#### WHAT TO DO:
Omit any picture, and return the remaining data exactly as written.

#### Dataset records:
★ ★ ★
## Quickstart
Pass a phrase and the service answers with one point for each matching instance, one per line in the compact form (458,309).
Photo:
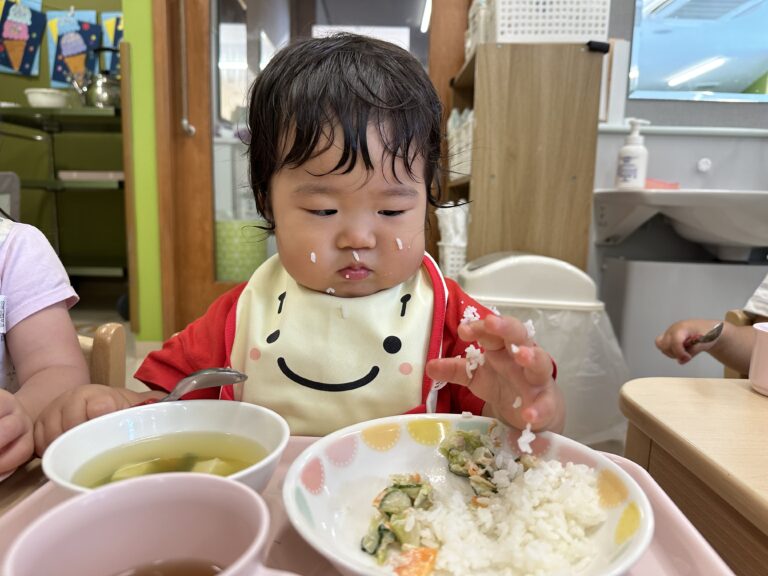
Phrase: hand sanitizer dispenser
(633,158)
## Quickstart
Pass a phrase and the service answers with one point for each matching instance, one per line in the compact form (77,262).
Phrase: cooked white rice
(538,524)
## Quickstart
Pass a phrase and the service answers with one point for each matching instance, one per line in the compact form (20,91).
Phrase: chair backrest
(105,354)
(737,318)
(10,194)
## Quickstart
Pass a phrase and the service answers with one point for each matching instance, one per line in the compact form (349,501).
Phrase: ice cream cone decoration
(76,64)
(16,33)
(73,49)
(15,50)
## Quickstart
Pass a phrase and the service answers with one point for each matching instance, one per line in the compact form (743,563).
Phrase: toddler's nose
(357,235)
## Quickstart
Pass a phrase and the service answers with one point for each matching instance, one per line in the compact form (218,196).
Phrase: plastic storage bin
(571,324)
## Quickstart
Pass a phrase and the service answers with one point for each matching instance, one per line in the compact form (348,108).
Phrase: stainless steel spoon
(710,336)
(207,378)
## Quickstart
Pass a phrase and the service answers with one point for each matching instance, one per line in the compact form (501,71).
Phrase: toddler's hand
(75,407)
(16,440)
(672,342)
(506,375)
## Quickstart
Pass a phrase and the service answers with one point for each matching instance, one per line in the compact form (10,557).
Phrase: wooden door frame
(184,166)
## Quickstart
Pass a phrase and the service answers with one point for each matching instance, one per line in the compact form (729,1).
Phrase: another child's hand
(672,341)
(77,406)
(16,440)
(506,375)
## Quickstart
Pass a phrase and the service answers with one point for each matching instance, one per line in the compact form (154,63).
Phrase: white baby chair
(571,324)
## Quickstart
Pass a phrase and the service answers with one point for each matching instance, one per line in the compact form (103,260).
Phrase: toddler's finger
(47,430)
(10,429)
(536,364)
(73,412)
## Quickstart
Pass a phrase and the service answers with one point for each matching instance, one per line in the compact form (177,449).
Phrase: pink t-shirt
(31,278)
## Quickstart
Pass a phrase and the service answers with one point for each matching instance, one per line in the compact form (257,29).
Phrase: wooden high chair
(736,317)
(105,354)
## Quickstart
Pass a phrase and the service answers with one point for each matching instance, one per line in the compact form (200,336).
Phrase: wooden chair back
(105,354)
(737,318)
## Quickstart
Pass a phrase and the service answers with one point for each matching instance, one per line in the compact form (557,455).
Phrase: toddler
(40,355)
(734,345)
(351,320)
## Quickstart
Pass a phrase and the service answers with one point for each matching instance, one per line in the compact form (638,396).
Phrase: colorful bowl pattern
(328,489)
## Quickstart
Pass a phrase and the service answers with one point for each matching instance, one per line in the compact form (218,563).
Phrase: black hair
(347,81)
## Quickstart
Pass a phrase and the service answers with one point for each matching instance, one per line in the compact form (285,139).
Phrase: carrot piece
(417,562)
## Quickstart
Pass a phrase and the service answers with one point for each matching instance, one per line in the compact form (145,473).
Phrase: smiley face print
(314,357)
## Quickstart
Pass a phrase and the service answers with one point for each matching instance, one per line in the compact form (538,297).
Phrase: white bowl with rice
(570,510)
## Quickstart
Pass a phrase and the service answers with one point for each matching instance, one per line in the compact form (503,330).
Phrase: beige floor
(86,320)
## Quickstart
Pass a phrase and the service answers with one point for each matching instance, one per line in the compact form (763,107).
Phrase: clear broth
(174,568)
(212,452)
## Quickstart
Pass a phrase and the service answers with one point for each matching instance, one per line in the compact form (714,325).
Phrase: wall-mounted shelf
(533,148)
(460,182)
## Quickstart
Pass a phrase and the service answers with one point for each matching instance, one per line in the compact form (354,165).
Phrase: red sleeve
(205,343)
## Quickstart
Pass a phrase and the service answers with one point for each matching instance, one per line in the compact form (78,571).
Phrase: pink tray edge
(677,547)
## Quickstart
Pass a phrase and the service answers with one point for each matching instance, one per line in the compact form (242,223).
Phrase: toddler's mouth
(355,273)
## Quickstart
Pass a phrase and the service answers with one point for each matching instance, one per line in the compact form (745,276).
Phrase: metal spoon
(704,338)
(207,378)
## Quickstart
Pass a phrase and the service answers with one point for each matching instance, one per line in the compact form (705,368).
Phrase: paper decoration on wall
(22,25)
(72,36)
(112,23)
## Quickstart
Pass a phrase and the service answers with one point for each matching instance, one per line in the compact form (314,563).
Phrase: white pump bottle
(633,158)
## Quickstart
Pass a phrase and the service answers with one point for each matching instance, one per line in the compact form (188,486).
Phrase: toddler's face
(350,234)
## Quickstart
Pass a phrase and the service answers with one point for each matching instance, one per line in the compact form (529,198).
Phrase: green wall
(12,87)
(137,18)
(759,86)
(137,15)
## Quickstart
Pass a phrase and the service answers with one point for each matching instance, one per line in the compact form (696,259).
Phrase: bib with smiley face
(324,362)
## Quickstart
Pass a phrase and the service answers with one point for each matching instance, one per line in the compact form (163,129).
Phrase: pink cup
★ ★ ★
#### WRITTEN REPLY:
## Quickstart
Pass a phrase and the service answers with one point for each matching instance, one per line in the compact form (458,309).
Photo:
Phrase: hand sanitizer dispenser
(633,158)
## Quickstart
Pass a phrase and the service answers with one point for each matching instance, one per line in the compact form (77,262).
Phrase: cooked white rice
(538,524)
## Quickstart
Pass a phrase and the service answers with one point for each matching instance, one per line in the compact form (20,91).
Phrase: chair backrest
(105,354)
(737,318)
(10,194)
## Quickstart
Pass a phrase and the service answers with one point for each matching instance, one per line in the compact form (349,501).
Phrase: ice cream cone decoration
(76,64)
(16,33)
(73,49)
(15,50)
## Quickstart
Pass a phrase and the service answers with one point for each matching instance, one per line in the compact form (743,563).
Phrase: toddler's nose
(357,235)
## Quickstart
Pass a phrase and the service answers with one point for each matching instance, one per line in the compact form (218,196).
Phrase: plastic storage bin
(571,324)
## Quickstart
Pass a phrase and the service answers with one point for each matching instance, one per line in the compact form (348,108).
Phrase: stainless steel spoon
(710,336)
(207,378)
## Quickstart
Pass a phrase and the service answers with one point for each matching instance, one per line in the compact form (501,71).
Phrase: toddler's hand
(75,407)
(16,440)
(672,342)
(506,375)
## Quickstart
Pass a phrase and the service answers with one point for each matching instance, one per line in the compact form (10,557).
Phrase: wooden door frame
(184,166)
## Quickstart
Pass a phrase and the service answers with one point for each matching instance, one per line in the compact form (729,1).
Phrase: another child's hand
(672,341)
(77,406)
(16,440)
(506,375)
## Quickstart
Pass a phrase and the service answers with one point for each matching instance, one per line in the compact form (154,63).
Phrase: white baby chair
(571,324)
## Quickstart
Pass a phrase and the service answers with one point for each matching instance, one per line in the compact form (103,260).
Phrase: toddler's finger
(47,430)
(10,429)
(536,364)
(73,412)
## Quickstart
Pass a phrase and the service answers with one point for each matching instance, one per line in the compact form (177,449).
Phrase: pink t-shirt
(31,278)
## Quickstart
Pass a phrase and the service answers with one point for each matching instance, one per line in the compact form (257,29).
Phrase: wooden high chair
(736,317)
(105,354)
## Quickstart
Pass a phrase and the service answers with one point for each matching instance, one per line in the compact form (200,336).
Phrase: wooden chair back
(105,354)
(737,318)
## Quickstart
Pass a phrase and the service answers with one point for each matching instance, one per line in the compact form (557,455).
Phrase: toddler
(40,355)
(734,345)
(351,320)
## Quickstart
Pass a phrase and the service answers with one point for each matching instance, one per line in the compact form (638,396).
Phrase: colorful bowl pattern
(328,489)
## Quickstart
Pass a phrase and the service answers with one point for each matching instance, one per line in the compact form (218,563).
Phrase: black hair
(347,81)
## Quickstart
Pass a phrase and the service answers with one point for each matching instance, one per line in the compact form (285,139).
Phrase: carrot piece
(417,562)
## Quickstart
Pass a phrase and the service answers with one point for each matching instance, one per line in the compact form (145,473).
Phrase: smiley face print
(314,357)
## Quickstart
Pass a phrase and the service answers with one point for each matching instance, one per line in the compact form (538,297).
Phrase: white bowl with rice
(570,510)
## Quickstart
Pass a phrase and the service answers with one point for each matching instance, one per line in the compact form (503,330).
Phrase: beige floor
(86,320)
## Quickstart
Pass a phrase and the service answers with one point for each matching instance, one per line in the compact form (763,107).
Phrase: clear broth
(174,568)
(212,452)
## Quickstart
Pass a phrase and the service answers with one point for each matching instance, one per line in the compact form (714,325).
Phrase: wall-mounted shelf
(533,148)
(460,182)
## Quickstart
Pass a phrase and the service answers with one point for each matching instance, one per line in the compact form (354,165).
Phrase: red sleeve
(205,343)
## Quickstart
Pass a phrase and the service answers with one point for each matching instance, one per line in the compact form (78,571).
Phrase: pink tray edge
(677,547)
## Quickstart
Pass a phrase and the service answers with one point for each matching instance, one per line in the compact form (242,223).
Phrase: toddler's mouth
(355,273)
## Quickstart
Pass a phrase and the service answers with one point for each matching instance, one per line in the compact form (745,276).
Phrase: metal spoon
(704,338)
(207,378)
## Quickstart
Pass a phrase and the service answers with one point for each matching instance, one per line in the compact form (705,368).
Phrase: paper decoration on wall
(22,25)
(72,36)
(112,23)
## Quickstart
Pass a phrase and the service answers with one point for each matching instance, one per line in the compact form (314,563).
Phrase: white pump bottle
(633,158)
## Quickstart
Pass a phrase and the service answers with one point for each matching instance, one per line in the compact form (188,486).
Phrase: toddler's face
(350,234)
## Quickstart
Pass a phrase and the service answers with one point for each matching instance, one per line in the compact form (529,198).
Phrase: green wall
(12,87)
(137,18)
(759,86)
(137,15)
## Quickstart
Pass a phrase and the service answers with one point for each matching instance, one per line in the compact form (696,259).
Phrase: bib with smiley face
(324,362)
## Quickstart
Pass a phrase and the service answers with one point for each matching instance, one per line in the compact form (163,129).
Phrase: pink cup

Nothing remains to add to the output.